_Exercise instructions_.
A. Repeat the passage of the text on UCL's COVID-19 research from "There are more" up to and including "opening up laboratories.", swapping "laboratories" for "lab facilities".
B. Summarize the text on UCL's COVID-19 research in two sentences.

_Given text_.
· · ·

We have also opened up new online opportunities for PhD students. The SysMIC platform provides bioscientists with the maths and computing training sought for cross-disciplinary research and collaboration. Nearly 300 students will benefit from this resource. UCL Library Services have made available over 100 sets of additional content from publishers for the period of the disruption.

You will have seen that UCL researchers are making a significant contribution to the national response to COVID-19. The breathing aids developed by UCL, UCLH and Formula One have now been delivered to nearly 50 NHS hospitals. The preliminary results of an international drug treatment trial, co-led by UCL and the Medical Research Council, has shown “very promising” preliminary results. On the policy side, a number of leading UCL academics have been named as scientific advisors on the UK government’s Scientific Advisory Group for Emergencies (SAGE) and its related sub-groups.

There are more than 130 separate research projects across UCL looking into COVID-19 and its impact. We have strived to ensure that they have access to the support and facilities they need to do their work, from prioritising applications for ethical approval to opening up laboratories. 

It is important to remember that funding schemes are still open for applications and new projects can get underway, or at least make plans to start. Understandably, the disruption has affected the number of research funding applications from UCL, but it is encouraging that more than 400 applications have been submitted since remote working began. 

We have also launched a new funding call for research projects focused on rapid responses and novel solutions to understand and tackle the challenges faced during and after the Covid-19 pandemic. This call is open to all disciplines across UCL. The scheme is supported by the UCL Coronavirus Response Fund, with co-funding from the UCL Wellcome Institutional Strategic Support Fund along with UCLH and Moorfields NIHR Biomedical Research Centres (with the possibility of additional funding from other sources).

· · ·

_Data for review_.

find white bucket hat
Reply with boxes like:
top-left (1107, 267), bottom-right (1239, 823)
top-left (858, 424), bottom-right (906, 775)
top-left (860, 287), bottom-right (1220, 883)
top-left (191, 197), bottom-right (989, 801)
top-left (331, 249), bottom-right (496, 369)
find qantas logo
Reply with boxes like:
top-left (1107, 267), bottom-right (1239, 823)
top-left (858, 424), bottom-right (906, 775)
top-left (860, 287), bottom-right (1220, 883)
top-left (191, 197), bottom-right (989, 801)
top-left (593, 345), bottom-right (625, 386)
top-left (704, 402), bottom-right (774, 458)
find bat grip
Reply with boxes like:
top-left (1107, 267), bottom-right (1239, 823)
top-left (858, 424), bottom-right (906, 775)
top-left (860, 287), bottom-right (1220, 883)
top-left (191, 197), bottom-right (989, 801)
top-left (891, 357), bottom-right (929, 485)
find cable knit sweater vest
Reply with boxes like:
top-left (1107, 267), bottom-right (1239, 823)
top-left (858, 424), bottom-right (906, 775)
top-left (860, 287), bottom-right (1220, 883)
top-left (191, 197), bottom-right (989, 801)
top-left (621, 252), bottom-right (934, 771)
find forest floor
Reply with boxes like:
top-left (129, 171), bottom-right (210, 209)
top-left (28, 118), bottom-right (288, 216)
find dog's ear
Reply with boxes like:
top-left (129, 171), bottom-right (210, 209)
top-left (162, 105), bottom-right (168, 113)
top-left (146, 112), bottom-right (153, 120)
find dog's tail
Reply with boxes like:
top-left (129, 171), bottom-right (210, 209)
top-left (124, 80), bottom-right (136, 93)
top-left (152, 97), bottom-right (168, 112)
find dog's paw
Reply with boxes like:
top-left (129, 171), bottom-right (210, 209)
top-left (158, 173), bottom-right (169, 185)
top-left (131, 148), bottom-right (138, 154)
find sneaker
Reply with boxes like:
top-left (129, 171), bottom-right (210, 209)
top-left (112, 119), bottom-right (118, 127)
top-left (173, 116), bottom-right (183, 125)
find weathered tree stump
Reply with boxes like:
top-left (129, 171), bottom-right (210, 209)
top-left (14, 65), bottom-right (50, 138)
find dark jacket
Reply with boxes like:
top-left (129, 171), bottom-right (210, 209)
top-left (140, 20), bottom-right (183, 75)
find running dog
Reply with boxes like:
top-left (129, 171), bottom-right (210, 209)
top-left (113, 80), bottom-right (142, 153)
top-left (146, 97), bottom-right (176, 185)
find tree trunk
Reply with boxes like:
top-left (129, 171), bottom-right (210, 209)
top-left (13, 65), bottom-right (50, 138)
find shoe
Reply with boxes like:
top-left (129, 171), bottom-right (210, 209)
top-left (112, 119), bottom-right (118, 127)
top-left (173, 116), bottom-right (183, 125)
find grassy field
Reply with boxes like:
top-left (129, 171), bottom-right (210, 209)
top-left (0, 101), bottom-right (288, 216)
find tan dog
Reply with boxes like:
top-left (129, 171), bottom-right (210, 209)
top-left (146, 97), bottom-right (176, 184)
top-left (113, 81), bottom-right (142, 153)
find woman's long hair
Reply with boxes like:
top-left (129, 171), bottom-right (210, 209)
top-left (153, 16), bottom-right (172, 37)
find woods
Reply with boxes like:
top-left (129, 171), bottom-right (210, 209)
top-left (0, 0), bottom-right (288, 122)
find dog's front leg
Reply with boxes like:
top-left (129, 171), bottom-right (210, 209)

· · ·

_Answers to this exercise_.
A.
There are more than 130 separate research projects across UCL looking into COVID-19 and its impact. We have strived to ensure that they have access to the support and facilities they need to do their work, from prioritising applications for ethical approval to opening up lab facilities.

B. UCL has opened new online opportunities for PhD students and extra publisher content, and its researchers are contributing to the national COVID-19 response through breathing aids delivered to NHS hospitals, a drug treatment trial and advisory roles on SAGE. More than 130 UCL projects are studying COVID-19 with institutional support, over 400 funding applications have been submitted since remote working began, and a new funding call open to all disciplines targets rapid responses to the pandemic's challenges.